## ASSIGNED TASK 1
According to the report on European stocks, at what level did the FTSEurofirst 300 close on Thursday?
## ASSIGNED TASK 2
List every company that the report on European stocks says saw its shares drop or fall.
## ASSIGNED TASK 3
Copy out the stretch of the report on European stocks from "The end of easy" through "rose 8.2 percent.".
EXCERPT Block Start
European stocks ended higher in choppy trade on Thursday, buoyed by strength on Wall Street but hindered by weak corporate results from companies including French tyre-maker Michelin. The pan-European FTSEurofirst 300 also benefited from better-than-expected euro zone business activity data, although it still spent most of the day in negative territory until US stock futures turned higher.
The US S&P 500 gained around 1.4 percent after strong earnings from the likes of Caterpillar, which reported better-than-expected quarterly profit and boosted its 2014 profit outlook. The rise helped European stocks to erase losses and rally in to the close, with the FTSEurofirst 300 ending 0.7 percent higher at 1,317.28. European indexes badly underperformed US counterparts, however, hindered by a number of poor earnings reports. Michelin and Unilever cited poor demand from emerging markets as the former cut its full-year revenue goal and the latter reported weaker-than-expected quarterly sales. Michelin dropped 4.9 percent, while Unilever's London-listed shares were down 3.7 percent.
"I think there still is going to be earnings growth, but there is some evidence that international operations are weak," said Jasper Lawler, market analyst at CMC Markets. "Euro zone economies still aren't convincingly strong, and emerging markets aren't providing much respite either."
Britain's biggest grocer Tesco dropped 6.6 percent, while French advertising group Publicis also fell sharply after reporting disappointing numbers. Of the STOXX Europe 600 companies to report results so far this quarter, 36 percent of companies have missed expectations, compared to 29 percent on Wall Street's S&P 500. Amid growing concerns over the strength in economic growth world-wide, Paris-based Carmignac, which has 49 billion euros ($62.1 billion) in assets under management, recently slashed its exposure to equities world-wide to 12 percent from 42 percent at the end of last month.
The end of easy monetary policy from the US Federal Reserve will put equities under pressure, Frederic Leroux, global fund manager at Carmignac, said. "Now that the Fed is putting an end to quantitative easing, the time for investor complacency is over," Leroux said. Among a handful of outperformers, Danish industrial enzymes maker Novozymes reported third-quarter earnings above expectations and raised its full-year outlook for operating profit growth. Its shares rose 8.2 percent.
EXCERPT Block End
DATASET ENTRIES Block Start
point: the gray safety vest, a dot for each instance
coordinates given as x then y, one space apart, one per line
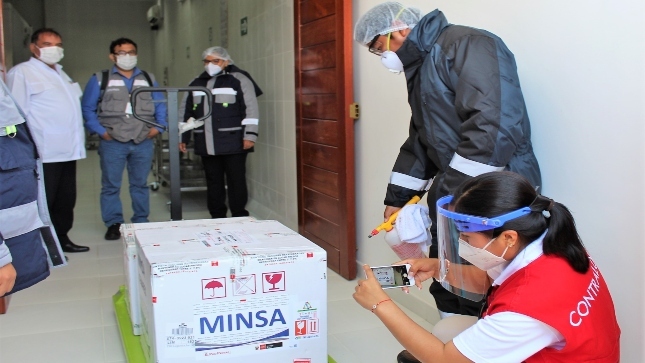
112 114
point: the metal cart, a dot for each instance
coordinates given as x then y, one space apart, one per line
191 171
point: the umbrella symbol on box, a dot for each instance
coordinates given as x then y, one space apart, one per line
213 285
210 288
274 278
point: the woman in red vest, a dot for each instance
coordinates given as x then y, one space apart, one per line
546 298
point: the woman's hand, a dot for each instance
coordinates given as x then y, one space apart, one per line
7 278
248 144
369 292
421 269
389 210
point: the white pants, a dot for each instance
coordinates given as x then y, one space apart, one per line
449 327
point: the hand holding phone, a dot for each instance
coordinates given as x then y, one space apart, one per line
393 276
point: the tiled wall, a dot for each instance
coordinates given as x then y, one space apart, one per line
266 52
88 28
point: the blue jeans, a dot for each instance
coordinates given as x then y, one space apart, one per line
114 157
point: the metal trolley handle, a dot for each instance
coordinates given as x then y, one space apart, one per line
173 135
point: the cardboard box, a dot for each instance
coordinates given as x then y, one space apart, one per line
131 276
131 266
247 291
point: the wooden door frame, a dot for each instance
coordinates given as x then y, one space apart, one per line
345 96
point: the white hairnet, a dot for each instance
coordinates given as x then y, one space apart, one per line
383 19
218 52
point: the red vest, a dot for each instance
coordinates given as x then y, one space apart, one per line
577 305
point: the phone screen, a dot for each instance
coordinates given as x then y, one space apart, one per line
392 276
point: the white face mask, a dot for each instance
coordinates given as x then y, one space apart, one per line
51 55
392 62
126 62
482 259
212 69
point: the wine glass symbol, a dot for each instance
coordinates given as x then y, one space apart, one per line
273 279
300 325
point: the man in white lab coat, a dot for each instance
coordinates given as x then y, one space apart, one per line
51 102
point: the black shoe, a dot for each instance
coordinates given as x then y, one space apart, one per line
69 246
406 357
113 232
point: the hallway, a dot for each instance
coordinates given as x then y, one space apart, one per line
69 317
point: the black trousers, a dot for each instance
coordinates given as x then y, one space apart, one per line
60 187
226 172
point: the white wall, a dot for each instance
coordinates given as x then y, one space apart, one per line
581 66
89 26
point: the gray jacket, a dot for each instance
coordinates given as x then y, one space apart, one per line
112 110
468 112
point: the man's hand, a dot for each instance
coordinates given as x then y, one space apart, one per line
153 132
389 210
7 278
248 144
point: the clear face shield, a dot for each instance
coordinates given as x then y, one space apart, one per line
456 273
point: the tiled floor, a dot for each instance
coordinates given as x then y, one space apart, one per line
69 317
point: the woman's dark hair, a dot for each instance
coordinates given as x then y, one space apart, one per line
493 194
121 41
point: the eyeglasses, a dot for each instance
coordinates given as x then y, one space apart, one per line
214 61
373 48
132 52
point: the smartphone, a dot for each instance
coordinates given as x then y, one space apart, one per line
393 276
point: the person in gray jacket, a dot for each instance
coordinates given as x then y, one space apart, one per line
125 140
468 112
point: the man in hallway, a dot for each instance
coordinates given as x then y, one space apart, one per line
226 138
51 102
468 113
124 139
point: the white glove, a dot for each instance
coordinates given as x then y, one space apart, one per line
189 125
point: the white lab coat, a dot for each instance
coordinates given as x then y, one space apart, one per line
51 102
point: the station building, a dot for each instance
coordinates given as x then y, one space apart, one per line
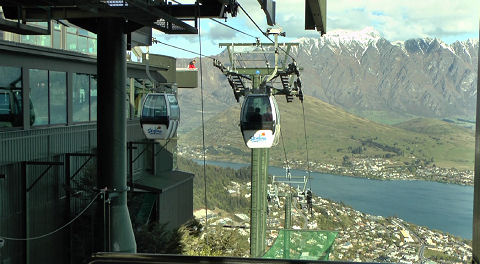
48 139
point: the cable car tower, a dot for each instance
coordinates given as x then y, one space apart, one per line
260 116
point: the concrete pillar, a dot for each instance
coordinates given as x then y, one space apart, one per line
114 231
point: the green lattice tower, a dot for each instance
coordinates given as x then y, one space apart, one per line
258 217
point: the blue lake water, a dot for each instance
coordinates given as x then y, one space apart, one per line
446 207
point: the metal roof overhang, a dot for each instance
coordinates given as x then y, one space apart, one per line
159 15
160 183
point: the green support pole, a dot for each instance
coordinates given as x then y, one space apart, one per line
476 185
288 225
258 217
113 228
288 211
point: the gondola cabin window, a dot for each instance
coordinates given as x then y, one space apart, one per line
11 113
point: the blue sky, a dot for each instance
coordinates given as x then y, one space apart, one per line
448 20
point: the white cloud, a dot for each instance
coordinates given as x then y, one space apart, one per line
395 20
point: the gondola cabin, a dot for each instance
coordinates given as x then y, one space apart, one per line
260 121
160 115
DATASET ENTRIES Block End
## ANSWER BOX 1
It closed 0.7 percent higher, at 1,317.28.

## ANSWER BOX 2
Michelin, Unilever, Tesco, Publicis

## ANSWER BOX 3
The end of easy monetary policy from the US Federal Reserve will put equities under pressure, Frederic Leroux, global fund manager at Carmignac, said. "Now that the Fed is putting an end to quantitative easing, the time for investor complacency is over," Leroux said. Among a handful of outperformers, Danish industrial enzymes maker Novozymes reported third-quarter earnings above expectations and raised its full-year outlook for operating profit growth. Its shares rose 8.2 percent.